### What is required
Find each line in the data below that contains the word "crumb" and copy those lines out. Case matters.

### Raw data
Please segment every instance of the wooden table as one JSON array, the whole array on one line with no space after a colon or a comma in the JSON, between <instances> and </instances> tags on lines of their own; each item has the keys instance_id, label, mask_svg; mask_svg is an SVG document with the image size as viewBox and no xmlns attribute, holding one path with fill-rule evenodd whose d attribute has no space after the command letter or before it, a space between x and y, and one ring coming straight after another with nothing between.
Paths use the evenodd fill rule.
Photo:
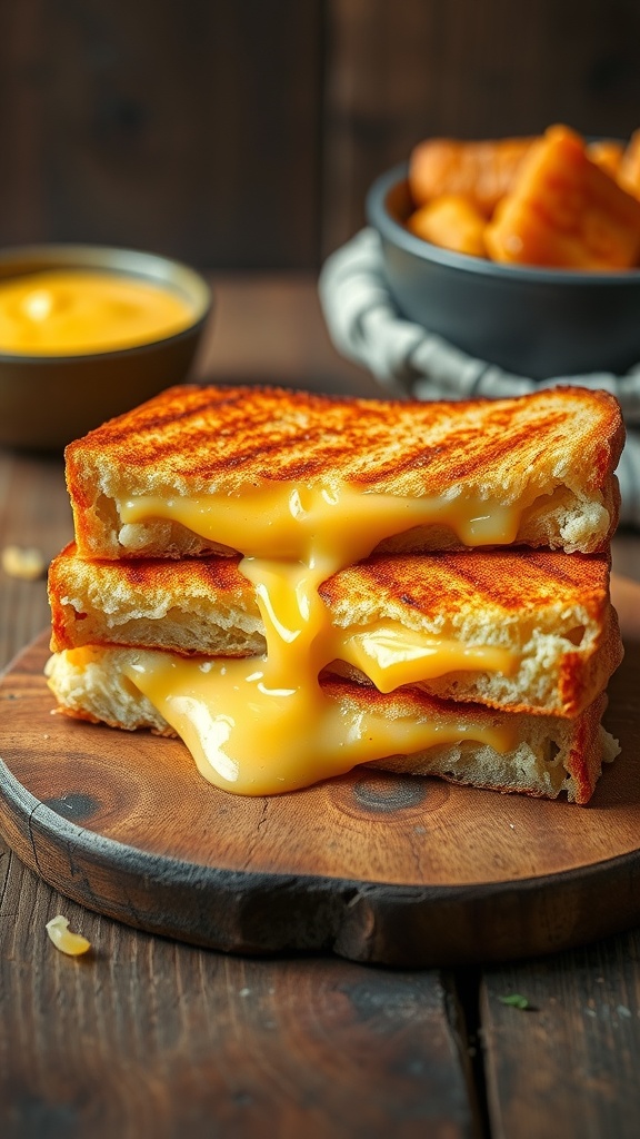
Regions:
<instances>
[{"instance_id":1,"label":"wooden table","mask_svg":"<svg viewBox=\"0 0 640 1139\"><path fill-rule=\"evenodd\" d=\"M200 375L375 393L333 352L309 278L214 287ZM0 548L50 558L71 528L61 461L0 452ZM614 565L640 580L639 536ZM0 572L0 663L47 622L43 582ZM90 960L54 950L58 912ZM224 957L82 910L0 842L3 1139L631 1139L639 1059L639 931L457 972Z\"/></svg>"}]
</instances>

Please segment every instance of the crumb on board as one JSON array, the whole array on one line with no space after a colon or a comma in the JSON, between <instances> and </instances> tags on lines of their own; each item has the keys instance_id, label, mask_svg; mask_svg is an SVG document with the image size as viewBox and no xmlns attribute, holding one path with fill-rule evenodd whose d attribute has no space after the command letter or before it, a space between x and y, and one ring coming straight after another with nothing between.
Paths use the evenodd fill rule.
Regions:
<instances>
[{"instance_id":1,"label":"crumb on board","mask_svg":"<svg viewBox=\"0 0 640 1139\"><path fill-rule=\"evenodd\" d=\"M59 949L60 953L66 953L67 957L80 957L81 953L87 953L91 949L91 942L87 941L87 937L83 937L81 933L71 932L68 918L63 917L61 913L51 918L46 928L56 949Z\"/></svg>"},{"instance_id":2,"label":"crumb on board","mask_svg":"<svg viewBox=\"0 0 640 1139\"><path fill-rule=\"evenodd\" d=\"M9 577L22 577L23 581L39 581L47 571L47 559L42 550L34 546L5 546L2 550L2 570Z\"/></svg>"}]
</instances>

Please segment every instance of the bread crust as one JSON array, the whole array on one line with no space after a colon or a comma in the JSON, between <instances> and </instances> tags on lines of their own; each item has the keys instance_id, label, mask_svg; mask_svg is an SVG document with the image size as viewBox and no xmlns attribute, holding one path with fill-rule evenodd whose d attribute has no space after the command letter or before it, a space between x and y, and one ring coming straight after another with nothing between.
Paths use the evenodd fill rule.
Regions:
<instances>
[{"instance_id":1,"label":"bread crust","mask_svg":"<svg viewBox=\"0 0 640 1139\"><path fill-rule=\"evenodd\" d=\"M115 648L92 654L89 666L75 665L67 654L51 657L47 671L59 711L125 730L150 729L173 735L147 698L123 682L123 666L130 657L131 650ZM566 793L569 802L584 804L593 794L602 762L614 759L618 751L615 740L600 727L607 703L605 694L581 715L564 720L438 700L416 688L383 695L371 686L337 679L325 680L322 687L326 696L342 703L345 711L363 713L369 708L389 719L453 716L457 722L473 721L484 728L508 722L512 732L512 746L503 755L487 744L465 739L367 764L387 771L438 776L453 782L545 798Z\"/></svg>"},{"instance_id":2,"label":"bread crust","mask_svg":"<svg viewBox=\"0 0 640 1139\"><path fill-rule=\"evenodd\" d=\"M51 564L51 649L85 645L183 655L260 656L264 630L238 558L89 562L67 547ZM508 648L512 677L449 672L422 688L515 712L580 713L622 659L608 555L503 550L367 558L328 579L331 622L393 622L429 638ZM333 673L362 679L339 664Z\"/></svg>"},{"instance_id":3,"label":"bread crust","mask_svg":"<svg viewBox=\"0 0 640 1139\"><path fill-rule=\"evenodd\" d=\"M91 557L229 552L167 523L150 524L136 549L125 548L116 501L236 495L282 482L518 502L518 543L593 552L617 523L613 473L623 443L614 396L571 386L429 403L187 385L69 444L66 472L79 549ZM392 544L460 547L442 526L415 527L409 547Z\"/></svg>"}]
</instances>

### Solution for this exercise
Please segment every instance of the crumb on board as one JSON array, the whole array on one line with no space after a colon or a comma in the JSON, between <instances> and </instances> tags on lines of their own; each item has the keys instance_id, label, mask_svg; mask_svg is an SVG document with the image size as viewBox and no xmlns attribute, holding one path with fill-rule evenodd whose d attribute has no space after the command letter or before it, a space between x and y, and one ring coming straight after another with nothing between.
[{"instance_id":1,"label":"crumb on board","mask_svg":"<svg viewBox=\"0 0 640 1139\"><path fill-rule=\"evenodd\" d=\"M59 949L60 953L66 953L67 957L80 957L81 953L87 953L91 949L91 942L87 941L87 937L83 937L81 933L71 932L68 918L63 917L61 913L51 918L46 928L56 949Z\"/></svg>"},{"instance_id":2,"label":"crumb on board","mask_svg":"<svg viewBox=\"0 0 640 1139\"><path fill-rule=\"evenodd\" d=\"M9 577L22 577L23 581L39 581L47 571L47 559L42 550L34 546L5 546L2 550L2 570Z\"/></svg>"}]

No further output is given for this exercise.